# Do this:
Render every line of the data below as a JSON list of strings, one string per line, skipping blank lines and leaving the pictures out.

Input start

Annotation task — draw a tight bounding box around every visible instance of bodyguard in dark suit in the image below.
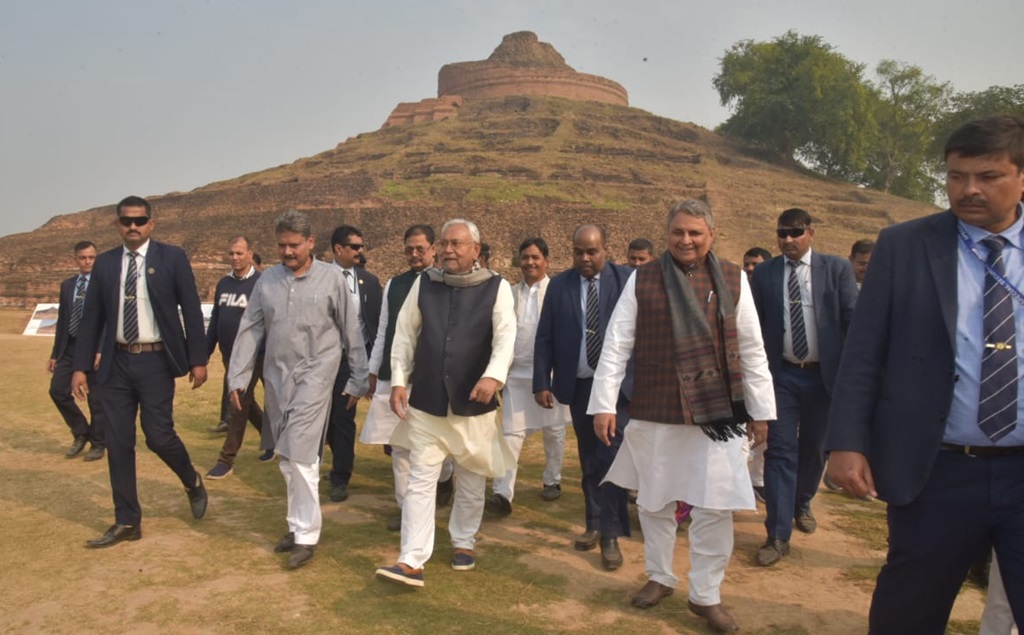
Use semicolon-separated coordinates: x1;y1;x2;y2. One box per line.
752;208;857;566
827;117;1024;635
72;197;207;547
534;225;633;570
46;241;105;461
327;225;384;503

Input end

# Full answer:
[
  "Annotation task — draw a tight bounding box around every visible instance of bodyguard in dark suit in the image below.",
  "Use semicolon-separated coordinates: x1;y1;x2;y2. One box per line.",
  "752;208;857;566",
  "827;117;1024;635",
  "72;197;207;547",
  "534;225;633;570",
  "46;241;105;461",
  "327;225;384;503"
]